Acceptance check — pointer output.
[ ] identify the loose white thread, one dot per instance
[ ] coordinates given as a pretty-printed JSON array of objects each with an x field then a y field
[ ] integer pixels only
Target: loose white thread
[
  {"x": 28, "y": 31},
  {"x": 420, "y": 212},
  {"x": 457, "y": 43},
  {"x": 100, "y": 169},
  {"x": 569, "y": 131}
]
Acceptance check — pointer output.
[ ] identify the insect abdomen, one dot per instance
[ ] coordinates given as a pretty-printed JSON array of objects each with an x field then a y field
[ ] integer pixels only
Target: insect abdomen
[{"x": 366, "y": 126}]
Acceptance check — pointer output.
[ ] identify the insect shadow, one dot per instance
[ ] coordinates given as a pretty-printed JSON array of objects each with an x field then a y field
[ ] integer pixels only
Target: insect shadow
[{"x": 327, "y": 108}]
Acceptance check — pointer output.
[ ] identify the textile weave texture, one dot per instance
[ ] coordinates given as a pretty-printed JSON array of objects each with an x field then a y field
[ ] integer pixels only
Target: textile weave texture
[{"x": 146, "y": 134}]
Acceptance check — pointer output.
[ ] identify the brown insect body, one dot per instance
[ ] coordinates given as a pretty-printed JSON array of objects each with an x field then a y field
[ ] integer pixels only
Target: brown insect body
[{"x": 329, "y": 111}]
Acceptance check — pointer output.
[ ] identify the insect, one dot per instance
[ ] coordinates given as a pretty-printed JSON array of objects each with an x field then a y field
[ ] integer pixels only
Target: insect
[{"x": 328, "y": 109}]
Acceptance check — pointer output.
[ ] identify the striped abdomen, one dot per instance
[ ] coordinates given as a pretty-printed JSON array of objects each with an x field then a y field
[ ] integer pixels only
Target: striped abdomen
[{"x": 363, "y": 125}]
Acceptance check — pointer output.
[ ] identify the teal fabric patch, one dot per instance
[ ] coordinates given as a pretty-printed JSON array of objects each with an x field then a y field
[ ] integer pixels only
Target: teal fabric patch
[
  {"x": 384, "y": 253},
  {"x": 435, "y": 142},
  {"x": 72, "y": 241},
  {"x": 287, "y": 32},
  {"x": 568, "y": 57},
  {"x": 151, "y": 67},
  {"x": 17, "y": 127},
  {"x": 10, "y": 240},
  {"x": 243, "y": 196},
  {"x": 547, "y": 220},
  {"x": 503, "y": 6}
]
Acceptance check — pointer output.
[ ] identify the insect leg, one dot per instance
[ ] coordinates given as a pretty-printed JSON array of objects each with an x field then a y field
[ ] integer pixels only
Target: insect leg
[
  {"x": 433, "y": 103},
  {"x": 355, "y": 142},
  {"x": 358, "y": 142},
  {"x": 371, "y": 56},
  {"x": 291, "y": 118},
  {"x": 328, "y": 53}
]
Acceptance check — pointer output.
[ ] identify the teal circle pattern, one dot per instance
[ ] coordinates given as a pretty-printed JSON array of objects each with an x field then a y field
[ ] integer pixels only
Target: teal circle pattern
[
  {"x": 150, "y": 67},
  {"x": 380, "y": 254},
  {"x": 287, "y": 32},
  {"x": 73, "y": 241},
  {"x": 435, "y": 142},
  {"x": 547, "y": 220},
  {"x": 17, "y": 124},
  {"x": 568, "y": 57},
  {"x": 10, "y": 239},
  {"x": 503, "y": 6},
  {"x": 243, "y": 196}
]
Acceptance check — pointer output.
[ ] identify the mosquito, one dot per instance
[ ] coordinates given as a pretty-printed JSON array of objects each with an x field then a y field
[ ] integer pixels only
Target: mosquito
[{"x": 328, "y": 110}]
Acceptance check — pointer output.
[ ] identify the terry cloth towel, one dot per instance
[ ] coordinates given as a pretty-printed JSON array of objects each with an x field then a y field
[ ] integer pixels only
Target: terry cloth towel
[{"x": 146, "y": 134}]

> GIVEN PROBLEM:
Gather every line above that contains the word "instance", and count only matches with the same case.

> THE REPLY:
[ ] identify the loose white thread, one dot per instance
[ ] identify the insect abdomen, one dot per instance
[ ] identify the insect shadow, one dot per instance
[ ] identify the textile weave texture, one dot per instance
[ ] identify the brown insect body, one dot per instance
[ ] identify the insect, one dot per instance
[ ] identify the striped abdomen, one dot per instance
[ ] identify the teal fabric patch, one dot per instance
[ ] identify the insect leg, one dot per instance
[ ] identify the teal circle pattern, one dot per instance
[ ] identify the mosquito, one dot per instance
[ ] identify the terry cloth towel, one dot per instance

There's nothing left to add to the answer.